Copy out the lines below word for word, leaving out the pictures.
*-*-*
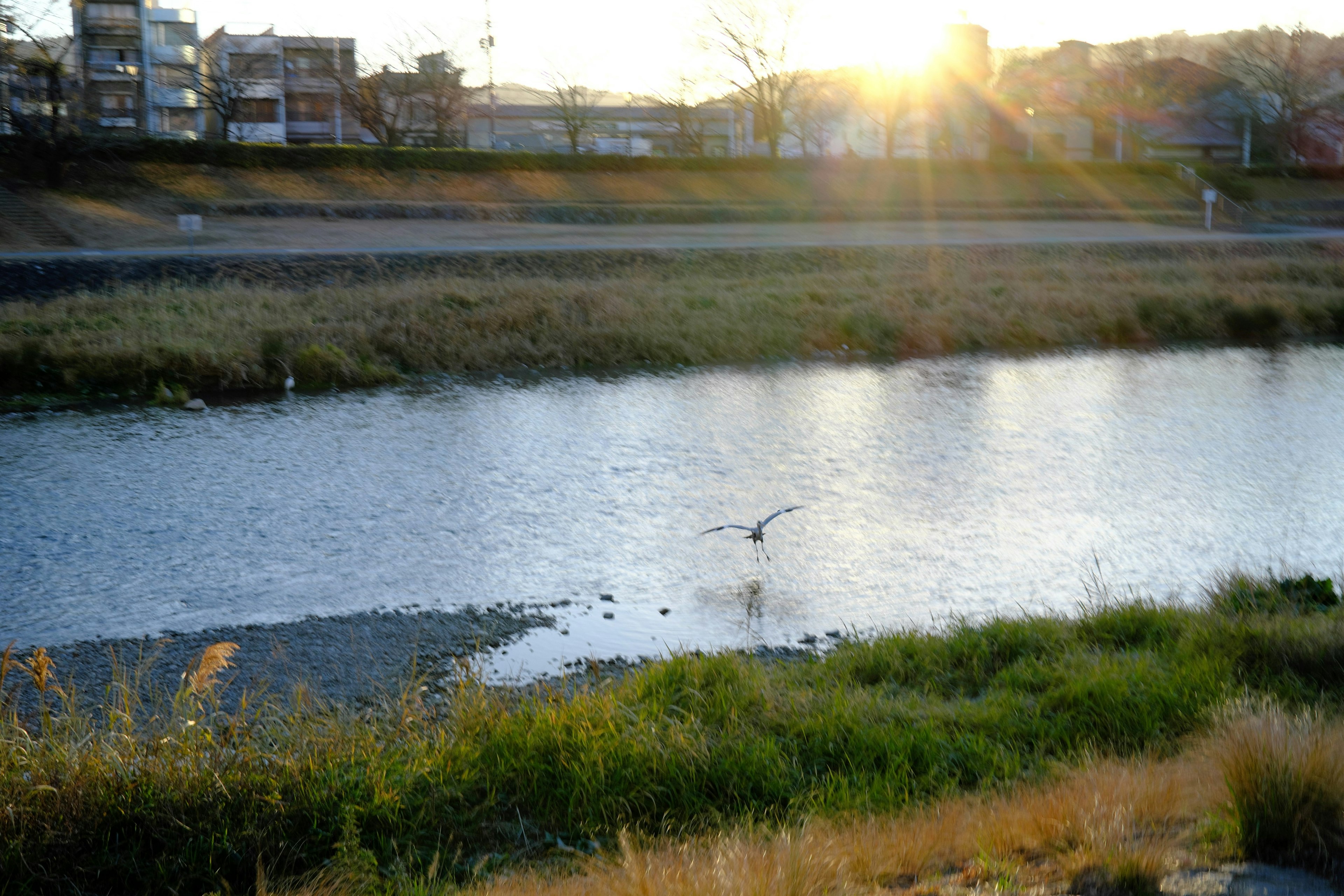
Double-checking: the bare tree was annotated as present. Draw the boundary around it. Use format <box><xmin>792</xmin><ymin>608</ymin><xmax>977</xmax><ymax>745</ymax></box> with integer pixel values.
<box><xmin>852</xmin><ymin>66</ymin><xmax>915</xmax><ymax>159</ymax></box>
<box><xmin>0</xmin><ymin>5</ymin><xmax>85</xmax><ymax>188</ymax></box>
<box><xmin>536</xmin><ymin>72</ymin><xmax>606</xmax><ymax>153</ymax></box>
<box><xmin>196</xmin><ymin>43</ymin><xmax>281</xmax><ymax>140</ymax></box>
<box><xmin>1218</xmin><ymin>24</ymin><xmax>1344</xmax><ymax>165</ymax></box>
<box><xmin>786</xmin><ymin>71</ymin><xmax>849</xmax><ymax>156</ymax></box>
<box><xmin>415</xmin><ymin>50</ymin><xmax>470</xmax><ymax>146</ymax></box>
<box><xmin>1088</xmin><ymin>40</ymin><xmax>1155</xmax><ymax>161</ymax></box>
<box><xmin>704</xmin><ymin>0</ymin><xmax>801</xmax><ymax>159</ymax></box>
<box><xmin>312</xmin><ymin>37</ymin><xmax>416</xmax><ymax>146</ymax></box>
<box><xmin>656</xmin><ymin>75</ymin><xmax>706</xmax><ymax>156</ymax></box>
*-*-*
Right answer
Double-checking: the bare tree was annotated as present. Draw the boundary around it. Use format <box><xmin>792</xmin><ymin>608</ymin><xmax>977</xmax><ymax>745</ymax></box> with integer pixel values.
<box><xmin>852</xmin><ymin>66</ymin><xmax>915</xmax><ymax>159</ymax></box>
<box><xmin>0</xmin><ymin>5</ymin><xmax>85</xmax><ymax>188</ymax></box>
<box><xmin>536</xmin><ymin>72</ymin><xmax>606</xmax><ymax>153</ymax></box>
<box><xmin>196</xmin><ymin>43</ymin><xmax>281</xmax><ymax>140</ymax></box>
<box><xmin>1218</xmin><ymin>24</ymin><xmax>1344</xmax><ymax>165</ymax></box>
<box><xmin>786</xmin><ymin>71</ymin><xmax>849</xmax><ymax>156</ymax></box>
<box><xmin>415</xmin><ymin>50</ymin><xmax>470</xmax><ymax>146</ymax></box>
<box><xmin>1088</xmin><ymin>40</ymin><xmax>1155</xmax><ymax>161</ymax></box>
<box><xmin>704</xmin><ymin>0</ymin><xmax>801</xmax><ymax>159</ymax></box>
<box><xmin>312</xmin><ymin>37</ymin><xmax>416</xmax><ymax>146</ymax></box>
<box><xmin>656</xmin><ymin>75</ymin><xmax>706</xmax><ymax>156</ymax></box>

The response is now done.